(SUPPLIED DATA Opens)

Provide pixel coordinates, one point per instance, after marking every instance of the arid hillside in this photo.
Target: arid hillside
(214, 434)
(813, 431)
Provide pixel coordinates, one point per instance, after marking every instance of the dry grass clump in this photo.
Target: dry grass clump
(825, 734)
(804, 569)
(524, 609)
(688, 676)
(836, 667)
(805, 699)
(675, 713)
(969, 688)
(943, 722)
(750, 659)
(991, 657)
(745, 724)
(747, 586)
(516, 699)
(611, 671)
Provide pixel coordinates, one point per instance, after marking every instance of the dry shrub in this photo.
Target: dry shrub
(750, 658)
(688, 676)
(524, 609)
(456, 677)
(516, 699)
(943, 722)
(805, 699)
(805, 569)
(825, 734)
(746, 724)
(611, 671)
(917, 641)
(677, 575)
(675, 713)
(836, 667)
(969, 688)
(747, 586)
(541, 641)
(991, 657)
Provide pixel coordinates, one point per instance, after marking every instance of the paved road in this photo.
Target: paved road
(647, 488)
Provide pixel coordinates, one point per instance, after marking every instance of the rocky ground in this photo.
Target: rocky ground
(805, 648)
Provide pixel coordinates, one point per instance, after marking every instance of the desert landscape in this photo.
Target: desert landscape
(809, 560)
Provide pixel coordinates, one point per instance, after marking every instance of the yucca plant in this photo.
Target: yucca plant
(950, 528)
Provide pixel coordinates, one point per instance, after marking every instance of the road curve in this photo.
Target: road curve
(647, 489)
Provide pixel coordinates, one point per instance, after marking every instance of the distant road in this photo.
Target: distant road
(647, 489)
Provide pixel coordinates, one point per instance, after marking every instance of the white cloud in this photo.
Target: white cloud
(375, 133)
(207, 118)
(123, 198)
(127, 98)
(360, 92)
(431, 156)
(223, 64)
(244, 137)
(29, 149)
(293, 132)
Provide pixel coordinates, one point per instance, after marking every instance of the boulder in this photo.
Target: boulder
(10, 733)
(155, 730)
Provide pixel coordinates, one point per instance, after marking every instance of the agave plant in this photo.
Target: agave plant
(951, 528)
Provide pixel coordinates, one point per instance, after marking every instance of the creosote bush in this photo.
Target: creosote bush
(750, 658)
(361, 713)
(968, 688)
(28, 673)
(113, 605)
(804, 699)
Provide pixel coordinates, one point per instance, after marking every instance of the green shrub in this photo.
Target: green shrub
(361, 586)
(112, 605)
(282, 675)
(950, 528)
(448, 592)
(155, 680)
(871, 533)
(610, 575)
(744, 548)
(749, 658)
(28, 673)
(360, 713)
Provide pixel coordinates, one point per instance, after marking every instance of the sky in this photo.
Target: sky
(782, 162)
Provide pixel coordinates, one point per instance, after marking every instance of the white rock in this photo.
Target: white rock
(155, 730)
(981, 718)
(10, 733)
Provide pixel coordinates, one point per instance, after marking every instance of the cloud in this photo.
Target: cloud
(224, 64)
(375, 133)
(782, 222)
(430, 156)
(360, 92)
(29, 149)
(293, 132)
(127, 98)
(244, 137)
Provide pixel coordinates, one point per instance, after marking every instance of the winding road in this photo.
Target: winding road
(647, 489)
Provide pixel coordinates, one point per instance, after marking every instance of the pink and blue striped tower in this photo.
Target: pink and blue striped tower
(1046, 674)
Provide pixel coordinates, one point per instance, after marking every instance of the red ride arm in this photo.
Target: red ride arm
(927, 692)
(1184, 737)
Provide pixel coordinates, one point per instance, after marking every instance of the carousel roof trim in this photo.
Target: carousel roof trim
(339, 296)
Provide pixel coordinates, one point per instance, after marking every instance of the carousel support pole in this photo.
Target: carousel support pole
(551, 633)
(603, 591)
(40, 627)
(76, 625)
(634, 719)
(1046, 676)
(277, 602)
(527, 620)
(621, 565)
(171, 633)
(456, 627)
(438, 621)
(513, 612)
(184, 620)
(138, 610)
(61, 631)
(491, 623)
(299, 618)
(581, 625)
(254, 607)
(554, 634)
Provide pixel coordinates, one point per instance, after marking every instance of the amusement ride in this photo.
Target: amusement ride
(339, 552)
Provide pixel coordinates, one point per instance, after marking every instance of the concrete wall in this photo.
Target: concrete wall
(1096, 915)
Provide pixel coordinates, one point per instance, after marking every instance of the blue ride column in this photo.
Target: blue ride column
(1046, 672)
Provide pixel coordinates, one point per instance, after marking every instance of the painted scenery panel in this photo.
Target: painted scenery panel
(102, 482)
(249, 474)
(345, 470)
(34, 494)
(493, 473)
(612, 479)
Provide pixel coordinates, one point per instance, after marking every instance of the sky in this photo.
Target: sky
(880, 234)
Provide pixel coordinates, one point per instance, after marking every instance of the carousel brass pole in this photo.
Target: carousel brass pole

(SUPPLIED DATA Closes)

**WHAT THE TASK REQUIRES**
Only a verbatim transcription of the lines from the one containing "Target: carousel roof trim" through the last line of the records counts as the answer.

**ANSWER BOX**
Target: carousel roof trim
(339, 296)
Provide pixel coordinates, one point per instance, after marking every instance of the carousel support pole in this photo.
Target: carousel support pole
(551, 633)
(603, 591)
(40, 627)
(76, 625)
(634, 719)
(1046, 676)
(277, 602)
(527, 620)
(621, 565)
(171, 633)
(456, 627)
(438, 621)
(513, 612)
(184, 620)
(138, 610)
(61, 631)
(491, 623)
(299, 618)
(581, 625)
(254, 607)
(554, 634)
Provide pixel coordinates, one point per instance, after marking every instance of the amusement ride in this photo.
Target: amusement ride
(339, 552)
Provide pixel coordinates, one point per instance, after marking every instance of the concrete wall in this photo.
Target: concrete wall
(1096, 915)
Provide pixel coordinates, one point per instance, after marking every instance of the blue ride column in this photo.
Target: blue ride column
(1046, 672)
Provide pixel coordinates, one point per instance, after marking every instance of the painted scenery panel in this photo.
Target: painted scenery panel
(102, 482)
(249, 474)
(345, 470)
(34, 494)
(493, 473)
(612, 479)
Provide pixel coordinates, one point per instance, after marking every instance of the sky in this photo.
Target: sky
(880, 234)
Provide pixel coordinates, one point per instance, after marking every instance of the carousel brass pole in this photo.
Target: carousel brass pole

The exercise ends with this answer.